#### Objective
Reproduce the data below verbatim, starting at its first line and ending with the line that contains "134 93 L 110", including that line.

#### Records for the exercise
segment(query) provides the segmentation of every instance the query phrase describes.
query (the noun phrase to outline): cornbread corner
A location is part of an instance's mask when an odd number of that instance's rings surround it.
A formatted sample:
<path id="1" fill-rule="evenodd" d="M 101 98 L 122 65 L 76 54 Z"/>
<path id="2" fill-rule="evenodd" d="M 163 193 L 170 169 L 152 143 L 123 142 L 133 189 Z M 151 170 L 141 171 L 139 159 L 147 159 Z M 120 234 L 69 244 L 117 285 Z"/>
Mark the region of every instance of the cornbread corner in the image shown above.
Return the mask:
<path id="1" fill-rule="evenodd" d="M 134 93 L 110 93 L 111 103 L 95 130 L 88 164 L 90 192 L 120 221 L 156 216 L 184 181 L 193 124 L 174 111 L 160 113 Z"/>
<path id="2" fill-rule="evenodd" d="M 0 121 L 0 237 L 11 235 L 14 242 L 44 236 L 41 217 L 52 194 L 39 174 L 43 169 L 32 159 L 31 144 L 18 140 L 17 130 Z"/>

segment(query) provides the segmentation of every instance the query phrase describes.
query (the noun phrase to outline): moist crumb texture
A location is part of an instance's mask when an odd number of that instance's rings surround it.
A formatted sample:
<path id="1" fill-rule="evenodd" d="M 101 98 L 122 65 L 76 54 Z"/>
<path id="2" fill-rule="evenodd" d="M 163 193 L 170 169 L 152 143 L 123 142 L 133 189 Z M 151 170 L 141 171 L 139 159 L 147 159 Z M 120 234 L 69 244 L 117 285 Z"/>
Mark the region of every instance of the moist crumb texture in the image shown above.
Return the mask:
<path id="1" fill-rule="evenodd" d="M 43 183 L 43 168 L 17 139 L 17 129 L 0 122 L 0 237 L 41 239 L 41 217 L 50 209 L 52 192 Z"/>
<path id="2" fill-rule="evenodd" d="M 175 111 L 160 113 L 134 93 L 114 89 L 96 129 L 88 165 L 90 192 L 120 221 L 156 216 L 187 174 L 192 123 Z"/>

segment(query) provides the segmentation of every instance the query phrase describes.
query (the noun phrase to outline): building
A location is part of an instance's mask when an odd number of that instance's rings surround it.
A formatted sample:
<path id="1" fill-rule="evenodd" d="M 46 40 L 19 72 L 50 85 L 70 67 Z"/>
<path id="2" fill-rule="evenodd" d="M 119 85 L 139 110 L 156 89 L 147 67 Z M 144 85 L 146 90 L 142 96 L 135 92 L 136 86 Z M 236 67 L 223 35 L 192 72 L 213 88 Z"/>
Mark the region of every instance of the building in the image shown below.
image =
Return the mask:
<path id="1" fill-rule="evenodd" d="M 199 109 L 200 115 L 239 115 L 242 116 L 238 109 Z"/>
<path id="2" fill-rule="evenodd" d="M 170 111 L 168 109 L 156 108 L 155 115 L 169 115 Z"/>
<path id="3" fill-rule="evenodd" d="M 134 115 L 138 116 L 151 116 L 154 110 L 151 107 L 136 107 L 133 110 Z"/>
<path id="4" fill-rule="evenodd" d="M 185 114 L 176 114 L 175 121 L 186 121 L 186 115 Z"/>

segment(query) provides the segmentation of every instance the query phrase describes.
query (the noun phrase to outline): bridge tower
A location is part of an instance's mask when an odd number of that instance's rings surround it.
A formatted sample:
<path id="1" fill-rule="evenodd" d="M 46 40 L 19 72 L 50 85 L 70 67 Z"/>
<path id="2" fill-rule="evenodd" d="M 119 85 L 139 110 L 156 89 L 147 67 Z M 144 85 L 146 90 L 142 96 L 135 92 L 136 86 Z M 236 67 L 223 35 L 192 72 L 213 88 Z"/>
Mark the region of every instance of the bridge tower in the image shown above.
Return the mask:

#### Full solution
segment(query) provides the segmentation of every instance the query phrase describes.
query (the noun phrase to outline): cornbread corner
A location is part of an instance's mask when an odd number of that instance's rings surround it.
A formatted sample:
<path id="1" fill-rule="evenodd" d="M 101 98 L 122 65 L 76 54 Z"/>
<path id="2" fill-rule="evenodd" d="M 163 193 L 170 169 L 152 143 L 123 142 L 133 189 Z M 151 170 L 141 171 L 139 159 L 147 159 Z M 120 234 L 69 244 L 117 285 Z"/>
Mark the region of every instance of the cornbread corner in the image shown above.
Return the mask:
<path id="1" fill-rule="evenodd" d="M 134 93 L 110 93 L 111 103 L 95 130 L 88 164 L 90 192 L 120 221 L 156 216 L 184 181 L 193 124 L 174 111 L 160 113 Z"/>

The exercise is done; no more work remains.